Leave out the pictures and copy each record below exactly.

[START OF Source records]

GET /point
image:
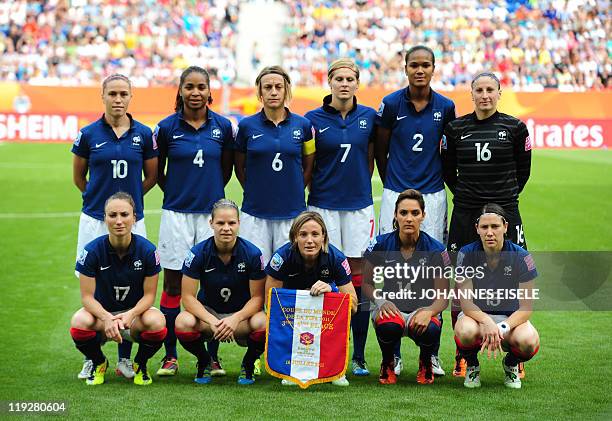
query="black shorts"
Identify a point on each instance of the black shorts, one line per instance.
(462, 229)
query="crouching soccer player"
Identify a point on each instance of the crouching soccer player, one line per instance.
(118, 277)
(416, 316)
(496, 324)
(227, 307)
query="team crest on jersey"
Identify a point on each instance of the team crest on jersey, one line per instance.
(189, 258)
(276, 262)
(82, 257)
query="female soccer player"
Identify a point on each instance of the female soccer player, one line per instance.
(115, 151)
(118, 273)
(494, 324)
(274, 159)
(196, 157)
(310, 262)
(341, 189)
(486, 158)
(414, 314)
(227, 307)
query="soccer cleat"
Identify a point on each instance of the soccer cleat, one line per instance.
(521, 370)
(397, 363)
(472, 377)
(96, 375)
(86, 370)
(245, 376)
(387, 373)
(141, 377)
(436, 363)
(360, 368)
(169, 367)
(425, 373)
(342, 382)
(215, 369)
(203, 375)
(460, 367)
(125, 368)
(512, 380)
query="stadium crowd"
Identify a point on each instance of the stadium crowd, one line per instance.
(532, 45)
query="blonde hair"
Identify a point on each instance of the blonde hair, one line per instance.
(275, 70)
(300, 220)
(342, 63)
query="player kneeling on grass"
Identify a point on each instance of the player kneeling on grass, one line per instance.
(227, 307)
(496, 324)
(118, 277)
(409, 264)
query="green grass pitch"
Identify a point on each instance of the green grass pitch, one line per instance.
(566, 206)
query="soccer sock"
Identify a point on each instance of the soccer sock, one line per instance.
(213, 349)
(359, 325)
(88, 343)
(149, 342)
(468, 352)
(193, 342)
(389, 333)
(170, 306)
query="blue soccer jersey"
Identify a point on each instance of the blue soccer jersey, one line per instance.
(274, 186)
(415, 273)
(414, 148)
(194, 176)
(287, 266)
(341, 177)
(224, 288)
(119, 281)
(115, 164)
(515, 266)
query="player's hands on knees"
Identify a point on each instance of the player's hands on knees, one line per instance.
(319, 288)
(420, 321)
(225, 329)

[END OF Source records]

▶ Correct output:
GET /point
image:
query="black shorts"
Identify a point on each instance of the black shorts, one line per instance.
(462, 229)
query="crouching soccer player"
Identify a point on each instance of the crouching soccer player, one line per instance.
(118, 277)
(416, 316)
(496, 324)
(227, 307)
query="team crest on jersey"
Identify a point on each instance of the team crest on jersey, one line per instance.
(189, 258)
(276, 262)
(82, 257)
query="female soccer player"
Identify a point on each instance of the female soccer player, one line per instance.
(115, 151)
(118, 273)
(494, 324)
(274, 159)
(196, 157)
(310, 262)
(341, 189)
(486, 158)
(414, 314)
(227, 307)
query="soccer cleat"
Identify a point on each instance of the soccer cleat, one line per instance.
(521, 370)
(397, 363)
(472, 377)
(96, 375)
(86, 370)
(245, 376)
(387, 373)
(141, 377)
(436, 363)
(360, 368)
(169, 367)
(425, 373)
(342, 382)
(215, 369)
(203, 375)
(460, 367)
(125, 368)
(512, 380)
query="stadium crowd"
Identify a point on each instance of the stadium crowd, one line per instance.
(532, 45)
query="blonde hair"
Identify a point on each instance of the blonde hair, one line per instance.
(275, 70)
(300, 220)
(342, 63)
query="player kneeling on grass"
Identify a point on each instance of the player kneeling on grass, one line per instance.
(227, 307)
(496, 324)
(118, 277)
(409, 264)
query="green grass pitch"
Identify a point on each instance of the green grass pitch, one line per instance.
(566, 206)
query="soccer sock"
Identify a point on each instance of the soccer sock, one line per instance.
(213, 349)
(359, 325)
(88, 343)
(149, 342)
(468, 352)
(193, 342)
(389, 333)
(170, 306)
query="blue soccer jersey"
Identify a point on each instance of the blue soccer jersey, one line per instance.
(274, 186)
(415, 273)
(414, 148)
(194, 176)
(287, 266)
(341, 177)
(224, 288)
(119, 281)
(115, 164)
(515, 266)
query="player's hands on knees"
Identify a point on each instance of the player's hands on knees, one line per instance.
(319, 288)
(420, 321)
(225, 329)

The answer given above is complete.